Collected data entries
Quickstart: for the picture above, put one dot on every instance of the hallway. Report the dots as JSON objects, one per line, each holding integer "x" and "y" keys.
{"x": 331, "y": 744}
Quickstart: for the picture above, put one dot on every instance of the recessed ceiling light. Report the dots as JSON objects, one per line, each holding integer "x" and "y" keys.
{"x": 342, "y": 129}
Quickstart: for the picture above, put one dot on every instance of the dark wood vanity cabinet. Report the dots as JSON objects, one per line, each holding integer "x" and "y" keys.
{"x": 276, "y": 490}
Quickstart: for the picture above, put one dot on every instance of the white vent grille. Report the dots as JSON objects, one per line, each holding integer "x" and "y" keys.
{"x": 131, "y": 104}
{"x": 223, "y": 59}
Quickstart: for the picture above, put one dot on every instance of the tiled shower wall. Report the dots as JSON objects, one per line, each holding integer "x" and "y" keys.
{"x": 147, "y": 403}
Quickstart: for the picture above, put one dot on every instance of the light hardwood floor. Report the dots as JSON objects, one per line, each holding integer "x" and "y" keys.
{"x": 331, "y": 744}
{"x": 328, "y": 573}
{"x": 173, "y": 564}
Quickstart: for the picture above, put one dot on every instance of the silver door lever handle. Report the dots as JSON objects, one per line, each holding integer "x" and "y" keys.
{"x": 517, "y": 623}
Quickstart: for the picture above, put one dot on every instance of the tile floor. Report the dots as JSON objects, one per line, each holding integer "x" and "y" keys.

Brief — Could you retype all of the material above line for line, with no changes?

Response for this exercise —
Quickstart: for the picture above, put one dot on every instance of the hallway. Report the dots as JSON objects, one per line, each holding integer "x" and "y" keys.
{"x": 331, "y": 744}
Quickstart: for the picture above, put one dot on every instance of the recessed ceiling light. Report the dots as JSON objects, one per line, each holding integer "x" and "y" keys.
{"x": 342, "y": 129}
Quickstart: for the picture above, put one dot on every instance of the dark wood vanity cabinet. Report the dots as JSON objects, one per line, each holding integer "x" and "y" keys.
{"x": 276, "y": 490}
Quickstart: for the picture above, put one dot on every instance of the white vent grille. Report the dots as JSON objects, one per line, each holding integer "x" and "y" keys.
{"x": 131, "y": 104}
{"x": 223, "y": 59}
Quickstart: for the picture above, put one dot on every instance of the tiled shower wall. Report the dots as JSON objects, one per line, each holding integer "x" and "y" keys.
{"x": 147, "y": 403}
Quickstart: for the picture above, put one dot on every instance of the light hardwood floor. Report the dots as JSON objects, one per line, each holding integer "x" and "y" keys.
{"x": 331, "y": 744}
{"x": 328, "y": 573}
{"x": 173, "y": 564}
Quickstart: for the picture above, put one dot on every instance of the silver door lever handle. Report the dots as JSON objects, one per line, each holding integer "x" and "y" keys.
{"x": 517, "y": 623}
Quickstart: for the picture above, put one dot on every instance of the tile floor. Report the dots as JSON objects, one per line, each holding integer "x" and "y" keys.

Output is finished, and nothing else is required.